— ENTRIES SUPPLIED —
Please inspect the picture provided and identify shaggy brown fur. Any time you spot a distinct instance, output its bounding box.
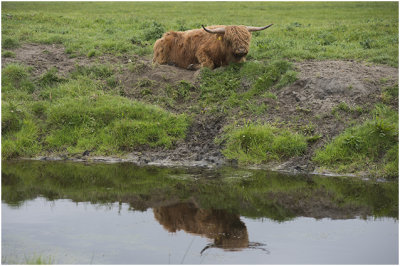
[153,25,252,70]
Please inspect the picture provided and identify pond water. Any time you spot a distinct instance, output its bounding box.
[2,160,398,264]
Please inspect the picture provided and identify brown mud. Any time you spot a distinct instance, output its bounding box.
[3,44,399,175]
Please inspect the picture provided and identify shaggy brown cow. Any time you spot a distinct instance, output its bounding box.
[153,24,273,70]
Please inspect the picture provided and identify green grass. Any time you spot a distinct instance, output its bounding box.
[220,122,308,164]
[380,83,399,106]
[2,63,35,93]
[2,2,398,66]
[313,105,399,178]
[2,50,15,57]
[1,64,189,159]
[199,60,295,114]
[2,37,19,49]
[331,102,366,116]
[45,95,189,153]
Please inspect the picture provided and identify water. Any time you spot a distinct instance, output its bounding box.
[2,160,398,264]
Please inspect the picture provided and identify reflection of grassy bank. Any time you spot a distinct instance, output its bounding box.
[2,161,398,221]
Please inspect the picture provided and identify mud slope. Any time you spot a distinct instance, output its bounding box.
[2,44,398,172]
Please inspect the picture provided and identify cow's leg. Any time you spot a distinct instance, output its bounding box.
[195,50,215,69]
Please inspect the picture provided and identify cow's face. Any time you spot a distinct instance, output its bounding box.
[223,26,252,60]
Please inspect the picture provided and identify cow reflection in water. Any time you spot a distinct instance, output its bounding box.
[153,202,269,254]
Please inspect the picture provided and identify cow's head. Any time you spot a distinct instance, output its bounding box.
[202,24,273,60]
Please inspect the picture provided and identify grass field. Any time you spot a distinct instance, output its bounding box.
[2,2,398,65]
[1,2,398,178]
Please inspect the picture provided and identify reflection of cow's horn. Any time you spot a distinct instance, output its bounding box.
[246,24,273,32]
[202,25,226,34]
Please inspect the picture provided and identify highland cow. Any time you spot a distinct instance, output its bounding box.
[153,24,273,70]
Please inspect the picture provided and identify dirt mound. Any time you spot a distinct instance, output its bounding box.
[2,43,82,77]
[118,57,199,87]
[293,60,397,112]
[271,60,398,134]
[261,60,398,173]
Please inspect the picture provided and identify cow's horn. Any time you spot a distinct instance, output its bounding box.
[246,24,273,32]
[202,25,225,34]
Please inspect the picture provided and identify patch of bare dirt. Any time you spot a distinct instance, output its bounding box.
[2,43,83,77]
[3,44,398,173]
[118,56,199,88]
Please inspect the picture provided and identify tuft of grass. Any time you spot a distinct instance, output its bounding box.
[72,64,114,79]
[165,80,195,101]
[128,60,148,73]
[38,67,65,86]
[87,49,97,58]
[143,21,165,41]
[2,50,16,57]
[251,60,294,92]
[2,37,19,49]
[276,70,298,89]
[2,119,40,159]
[221,122,307,164]
[2,63,35,93]
[313,105,398,178]
[2,101,26,135]
[381,83,398,105]
[331,102,366,118]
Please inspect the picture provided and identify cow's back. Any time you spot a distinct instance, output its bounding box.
[153,26,232,69]
[153,29,212,68]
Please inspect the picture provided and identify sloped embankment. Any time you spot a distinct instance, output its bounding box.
[2,44,398,175]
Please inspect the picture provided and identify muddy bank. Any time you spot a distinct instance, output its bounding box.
[3,44,398,176]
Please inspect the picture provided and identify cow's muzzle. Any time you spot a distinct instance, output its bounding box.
[234,52,247,58]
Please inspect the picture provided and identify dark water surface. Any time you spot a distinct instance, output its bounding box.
[2,160,398,264]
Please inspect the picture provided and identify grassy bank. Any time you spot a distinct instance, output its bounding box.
[313,105,399,178]
[1,2,398,178]
[2,63,189,159]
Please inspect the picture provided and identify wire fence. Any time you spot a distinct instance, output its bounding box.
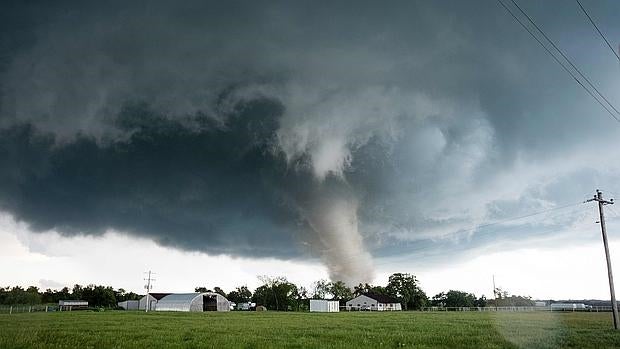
[0,305,62,314]
[421,306,614,312]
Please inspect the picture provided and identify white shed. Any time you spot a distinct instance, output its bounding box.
[155,292,230,312]
[118,300,140,310]
[346,293,402,311]
[310,299,339,312]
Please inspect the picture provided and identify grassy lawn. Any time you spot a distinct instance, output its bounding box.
[1,311,620,348]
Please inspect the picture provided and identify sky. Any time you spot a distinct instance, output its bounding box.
[1,0,620,300]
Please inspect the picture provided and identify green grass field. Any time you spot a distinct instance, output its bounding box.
[1,311,620,348]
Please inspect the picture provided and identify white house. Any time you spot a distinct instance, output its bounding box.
[346,293,402,311]
[310,299,339,312]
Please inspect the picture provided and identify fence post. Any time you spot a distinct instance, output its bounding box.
[45,306,48,312]
[29,306,32,313]
[9,306,12,314]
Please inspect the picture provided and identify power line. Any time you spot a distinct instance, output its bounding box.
[575,0,620,63]
[495,0,620,122]
[508,0,620,120]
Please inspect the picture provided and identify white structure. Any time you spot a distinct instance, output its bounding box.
[139,293,170,311]
[155,292,230,312]
[534,301,546,307]
[310,300,340,312]
[346,293,402,311]
[551,303,588,310]
[236,302,256,311]
[58,300,88,311]
[118,300,140,310]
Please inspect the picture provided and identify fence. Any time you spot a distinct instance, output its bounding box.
[421,306,614,312]
[0,305,63,314]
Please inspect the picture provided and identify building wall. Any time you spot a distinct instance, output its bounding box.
[346,295,378,310]
[118,300,140,310]
[139,295,157,311]
[310,300,340,312]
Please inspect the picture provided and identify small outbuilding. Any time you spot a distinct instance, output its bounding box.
[346,293,402,311]
[118,300,140,310]
[155,292,230,312]
[58,300,88,311]
[310,299,340,312]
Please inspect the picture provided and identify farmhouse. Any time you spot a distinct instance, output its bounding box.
[155,292,230,312]
[309,299,339,312]
[346,293,402,311]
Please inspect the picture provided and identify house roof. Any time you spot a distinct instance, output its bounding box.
[148,293,172,300]
[363,292,400,304]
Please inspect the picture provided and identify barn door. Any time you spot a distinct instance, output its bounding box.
[203,295,218,311]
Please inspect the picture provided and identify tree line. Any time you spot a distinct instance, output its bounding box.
[0,285,141,307]
[1,273,534,309]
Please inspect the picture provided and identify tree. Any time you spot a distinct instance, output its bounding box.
[432,290,476,308]
[227,286,252,304]
[385,273,428,310]
[194,287,211,293]
[213,287,227,298]
[353,283,385,296]
[252,276,302,311]
[329,281,353,305]
[312,280,331,299]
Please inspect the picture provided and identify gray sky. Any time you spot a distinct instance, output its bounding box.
[1,0,620,297]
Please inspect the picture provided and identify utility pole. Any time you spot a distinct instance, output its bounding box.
[144,271,156,313]
[586,190,618,329]
[492,275,497,311]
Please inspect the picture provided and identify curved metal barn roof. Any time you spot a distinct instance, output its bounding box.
[155,292,230,312]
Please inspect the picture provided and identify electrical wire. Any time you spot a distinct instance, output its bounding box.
[508,0,620,119]
[575,0,620,64]
[495,0,620,122]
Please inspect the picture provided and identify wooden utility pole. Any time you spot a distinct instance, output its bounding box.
[587,190,618,329]
[493,275,497,311]
[144,271,156,313]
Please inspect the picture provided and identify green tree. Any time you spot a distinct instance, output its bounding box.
[227,286,252,304]
[385,273,428,310]
[213,287,227,298]
[329,281,353,305]
[312,279,331,299]
[252,276,302,311]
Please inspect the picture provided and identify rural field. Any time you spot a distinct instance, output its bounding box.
[1,311,620,348]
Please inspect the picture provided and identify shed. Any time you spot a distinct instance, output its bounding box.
[118,300,140,310]
[155,292,230,312]
[346,293,402,311]
[310,299,340,312]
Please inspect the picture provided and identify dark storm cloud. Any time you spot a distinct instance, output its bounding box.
[1,0,620,279]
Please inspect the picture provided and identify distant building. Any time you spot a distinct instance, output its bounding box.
[58,300,88,311]
[534,301,546,307]
[154,292,230,312]
[139,293,171,311]
[118,300,140,310]
[346,293,402,311]
[310,300,339,312]
[550,303,588,310]
[236,302,256,311]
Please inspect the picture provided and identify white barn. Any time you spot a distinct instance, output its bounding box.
[310,299,339,312]
[346,293,402,311]
[155,292,230,312]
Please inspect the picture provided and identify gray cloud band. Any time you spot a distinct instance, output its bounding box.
[1,0,619,284]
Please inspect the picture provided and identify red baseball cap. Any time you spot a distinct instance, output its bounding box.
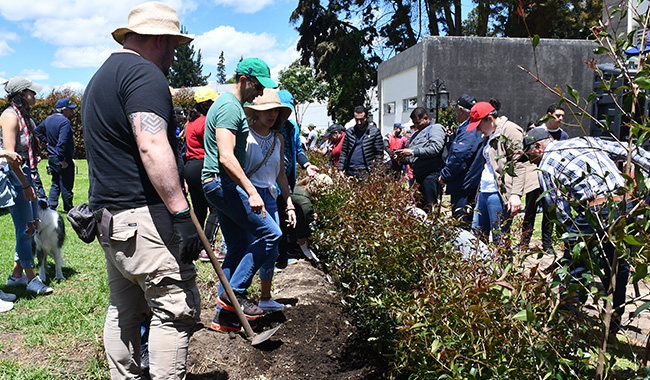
[466,102,496,131]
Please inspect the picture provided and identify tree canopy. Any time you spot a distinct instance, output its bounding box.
[216,51,227,84]
[279,64,329,127]
[290,0,602,121]
[167,27,210,88]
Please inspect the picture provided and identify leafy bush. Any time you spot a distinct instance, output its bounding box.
[311,164,591,379]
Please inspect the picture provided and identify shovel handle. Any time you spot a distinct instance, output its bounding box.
[188,207,255,338]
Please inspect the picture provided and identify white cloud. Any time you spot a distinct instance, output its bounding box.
[0,31,18,57]
[19,69,49,81]
[52,45,115,68]
[32,16,115,47]
[54,81,86,92]
[194,26,299,80]
[210,0,274,14]
[0,40,14,57]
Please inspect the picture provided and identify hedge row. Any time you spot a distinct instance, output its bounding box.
[0,88,198,160]
[308,160,598,379]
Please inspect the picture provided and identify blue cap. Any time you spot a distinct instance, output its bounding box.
[277,89,294,113]
[55,98,77,109]
[393,122,403,129]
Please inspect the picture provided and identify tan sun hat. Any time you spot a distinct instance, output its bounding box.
[244,88,292,122]
[112,2,194,46]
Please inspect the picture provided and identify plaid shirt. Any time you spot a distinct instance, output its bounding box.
[538,137,650,222]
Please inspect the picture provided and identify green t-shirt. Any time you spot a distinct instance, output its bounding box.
[202,92,249,180]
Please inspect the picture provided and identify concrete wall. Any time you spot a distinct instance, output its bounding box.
[378,36,599,137]
[381,67,418,130]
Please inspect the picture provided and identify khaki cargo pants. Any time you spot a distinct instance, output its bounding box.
[98,204,201,379]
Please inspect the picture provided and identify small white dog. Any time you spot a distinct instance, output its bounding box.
[34,200,66,281]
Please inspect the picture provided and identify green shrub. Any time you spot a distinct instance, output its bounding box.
[311,164,590,379]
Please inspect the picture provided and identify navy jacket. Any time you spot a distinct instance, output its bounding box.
[36,112,75,163]
[439,119,484,193]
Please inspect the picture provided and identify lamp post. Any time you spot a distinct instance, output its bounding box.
[425,79,450,123]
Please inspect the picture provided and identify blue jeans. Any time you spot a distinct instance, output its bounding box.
[254,187,281,280]
[472,191,512,250]
[48,159,74,212]
[7,165,38,269]
[203,175,282,295]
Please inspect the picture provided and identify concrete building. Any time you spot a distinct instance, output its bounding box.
[377,36,598,137]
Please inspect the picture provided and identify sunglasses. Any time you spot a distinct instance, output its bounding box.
[246,75,263,91]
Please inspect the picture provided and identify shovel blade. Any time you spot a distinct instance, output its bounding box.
[251,325,281,346]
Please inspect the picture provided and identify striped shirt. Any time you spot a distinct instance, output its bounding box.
[538,137,650,222]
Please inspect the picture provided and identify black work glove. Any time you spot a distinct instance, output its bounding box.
[172,209,201,264]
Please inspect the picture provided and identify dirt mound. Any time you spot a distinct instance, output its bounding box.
[186,260,386,379]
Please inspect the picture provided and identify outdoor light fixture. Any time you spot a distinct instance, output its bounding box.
[425,79,450,123]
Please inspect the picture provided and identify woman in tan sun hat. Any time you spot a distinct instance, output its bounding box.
[243,88,297,312]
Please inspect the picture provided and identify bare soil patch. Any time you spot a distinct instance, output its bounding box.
[186,260,386,380]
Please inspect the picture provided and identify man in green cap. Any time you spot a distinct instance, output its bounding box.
[201,57,280,331]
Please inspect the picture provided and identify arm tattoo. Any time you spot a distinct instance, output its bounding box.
[128,112,166,137]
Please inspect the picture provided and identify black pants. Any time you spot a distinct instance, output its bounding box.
[521,187,554,252]
[415,171,441,212]
[184,158,219,244]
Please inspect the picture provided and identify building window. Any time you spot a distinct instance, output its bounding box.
[403,98,417,110]
[384,102,395,115]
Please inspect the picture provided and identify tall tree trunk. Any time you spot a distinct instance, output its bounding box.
[424,0,440,35]
[477,0,490,36]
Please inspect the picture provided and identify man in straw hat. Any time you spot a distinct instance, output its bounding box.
[82,2,201,378]
[202,57,277,328]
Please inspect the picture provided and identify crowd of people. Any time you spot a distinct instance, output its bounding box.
[0,1,646,378]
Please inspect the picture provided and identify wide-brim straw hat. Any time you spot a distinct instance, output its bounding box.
[244,88,292,122]
[112,2,194,46]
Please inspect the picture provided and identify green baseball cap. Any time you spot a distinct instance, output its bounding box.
[237,58,277,89]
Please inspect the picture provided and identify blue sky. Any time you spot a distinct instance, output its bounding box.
[0,0,302,95]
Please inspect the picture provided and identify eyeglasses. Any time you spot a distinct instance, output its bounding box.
[245,75,263,91]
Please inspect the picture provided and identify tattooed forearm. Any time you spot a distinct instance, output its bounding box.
[128,112,166,137]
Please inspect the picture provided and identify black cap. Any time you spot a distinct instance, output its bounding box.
[453,94,477,110]
[323,124,345,137]
[523,127,550,151]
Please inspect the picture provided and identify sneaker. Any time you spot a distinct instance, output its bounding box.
[216,292,263,318]
[198,250,210,262]
[26,276,53,295]
[258,298,290,311]
[140,342,150,371]
[0,299,13,313]
[210,310,258,333]
[0,289,17,302]
[6,274,28,287]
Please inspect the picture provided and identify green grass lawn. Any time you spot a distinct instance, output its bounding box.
[0,160,111,379]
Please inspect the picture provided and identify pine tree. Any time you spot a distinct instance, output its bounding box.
[167,26,210,88]
[216,51,227,84]
[227,56,243,83]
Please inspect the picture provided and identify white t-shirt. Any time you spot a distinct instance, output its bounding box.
[245,129,282,199]
[479,134,498,193]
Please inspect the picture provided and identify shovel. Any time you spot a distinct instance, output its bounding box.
[189,208,280,345]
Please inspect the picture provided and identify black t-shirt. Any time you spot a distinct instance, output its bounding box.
[83,52,181,211]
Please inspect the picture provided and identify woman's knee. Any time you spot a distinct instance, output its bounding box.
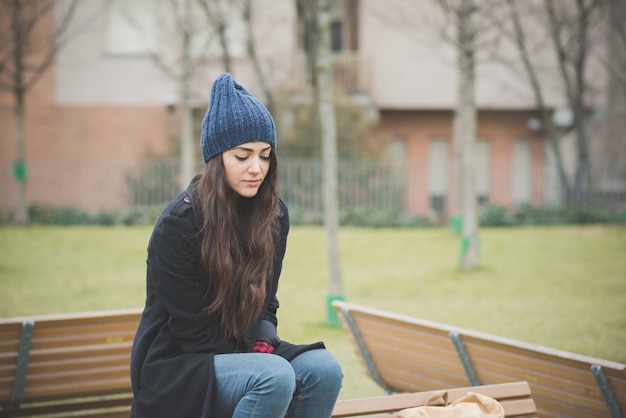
[254,355,296,395]
[317,352,343,389]
[293,349,343,389]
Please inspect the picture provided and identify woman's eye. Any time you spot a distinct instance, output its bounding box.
[235,156,248,161]
[260,155,271,161]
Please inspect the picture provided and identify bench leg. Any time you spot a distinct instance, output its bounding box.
[7,320,35,410]
[449,332,480,386]
[591,364,623,418]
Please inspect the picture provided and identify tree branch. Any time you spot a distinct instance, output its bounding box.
[544,0,576,105]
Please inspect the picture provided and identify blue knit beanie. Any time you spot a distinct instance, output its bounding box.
[200,73,277,163]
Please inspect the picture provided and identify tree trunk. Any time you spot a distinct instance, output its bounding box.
[13,88,28,224]
[242,0,275,114]
[316,0,344,324]
[179,0,194,189]
[296,0,319,88]
[456,0,479,269]
[570,0,592,199]
[215,0,232,74]
[508,0,571,200]
[544,0,599,204]
[12,0,28,224]
[180,97,194,188]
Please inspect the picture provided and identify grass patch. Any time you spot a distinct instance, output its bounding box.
[1,225,624,399]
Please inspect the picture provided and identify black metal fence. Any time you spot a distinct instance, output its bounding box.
[1,157,624,220]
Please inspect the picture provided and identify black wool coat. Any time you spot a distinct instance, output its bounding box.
[130,177,323,418]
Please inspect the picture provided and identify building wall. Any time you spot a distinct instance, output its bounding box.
[1,0,563,215]
[358,0,571,110]
[0,7,173,211]
[0,65,172,211]
[374,110,545,216]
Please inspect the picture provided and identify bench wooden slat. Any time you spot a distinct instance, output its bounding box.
[22,353,131,373]
[333,301,626,418]
[348,314,470,393]
[0,309,141,417]
[363,340,469,386]
[0,394,133,418]
[331,381,535,417]
[362,325,464,372]
[462,336,623,417]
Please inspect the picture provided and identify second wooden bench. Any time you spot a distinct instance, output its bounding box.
[333,300,626,418]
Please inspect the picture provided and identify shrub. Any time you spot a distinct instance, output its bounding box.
[480,204,516,227]
[120,205,164,226]
[93,210,121,226]
[339,208,433,228]
[0,208,13,224]
[514,204,565,225]
[2,202,620,227]
[513,205,617,225]
[28,205,93,225]
[562,207,614,224]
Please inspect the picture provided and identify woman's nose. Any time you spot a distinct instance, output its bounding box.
[248,158,261,174]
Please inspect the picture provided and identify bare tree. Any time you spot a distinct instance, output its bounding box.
[119,0,202,189]
[605,0,626,89]
[0,0,79,224]
[308,0,345,324]
[296,0,321,89]
[174,0,196,190]
[587,0,626,205]
[198,0,276,116]
[507,0,571,198]
[601,0,626,172]
[241,0,275,114]
[546,0,601,199]
[435,0,504,269]
[197,0,232,73]
[454,0,480,269]
[122,0,237,189]
[373,0,504,269]
[507,0,604,204]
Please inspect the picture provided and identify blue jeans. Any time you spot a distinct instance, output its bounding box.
[213,349,343,418]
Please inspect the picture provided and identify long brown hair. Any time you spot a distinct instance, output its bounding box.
[192,151,280,341]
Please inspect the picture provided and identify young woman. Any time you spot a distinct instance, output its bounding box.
[130,73,343,418]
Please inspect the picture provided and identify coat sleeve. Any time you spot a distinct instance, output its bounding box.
[257,200,290,345]
[148,212,233,353]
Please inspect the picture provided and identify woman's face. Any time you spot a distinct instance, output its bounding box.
[222,141,272,198]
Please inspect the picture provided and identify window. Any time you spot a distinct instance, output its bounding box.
[512,139,532,207]
[196,4,246,59]
[476,139,490,205]
[330,21,343,51]
[298,0,354,53]
[386,138,406,161]
[104,0,246,59]
[428,139,448,215]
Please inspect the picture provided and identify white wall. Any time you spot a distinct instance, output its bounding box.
[55,0,297,107]
[55,0,606,111]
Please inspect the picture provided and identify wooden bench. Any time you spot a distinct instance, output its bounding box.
[3,309,532,418]
[331,381,536,417]
[0,310,533,418]
[0,309,141,418]
[333,300,626,418]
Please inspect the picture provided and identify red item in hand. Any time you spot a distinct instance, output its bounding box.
[253,341,274,354]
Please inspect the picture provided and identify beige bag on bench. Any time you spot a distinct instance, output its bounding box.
[398,391,505,418]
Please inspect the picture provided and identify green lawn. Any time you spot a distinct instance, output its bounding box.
[1,225,625,399]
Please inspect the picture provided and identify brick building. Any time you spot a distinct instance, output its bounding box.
[1,0,612,216]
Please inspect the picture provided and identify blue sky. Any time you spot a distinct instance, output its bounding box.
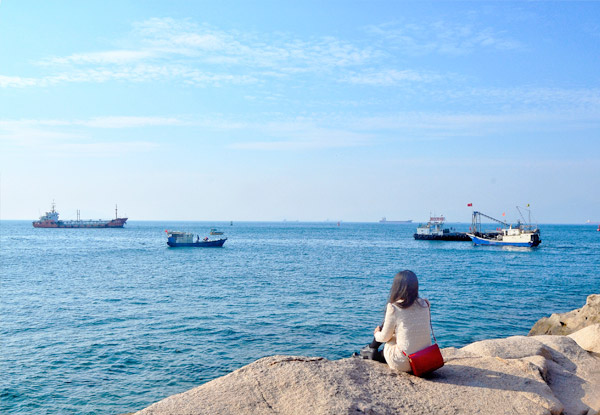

— EXERCISE INSTRUCTIONS —
The answer must be an exact transcription of the lines from the one containing "Please inspect the picture provided and identify red item" through the last line of the records above, both included, with no pictures.

— RESULT FOR THIS TASK —
Please inspect the picture provided and identify red item in hand. Any time you spot a distinct instance, output its bounding box.
[253,341,274,354]
Please inspect the picture provided and identify beige bag on bench. Any time you spot a distinct instance, output its bounding box.
[398,391,505,418]
Please inspect the picture provided and identify green lawn. Any time you spot a distinct instance, output its bounding box.
[1,225,625,399]
Please inspect the picture provided and identify brick building. Any time you spot a distinct instance, output its bounding box.
[1,0,612,216]
Please inspect the picture provided and identify blue sky. Any time you spot a distinct instance, output its bounding box.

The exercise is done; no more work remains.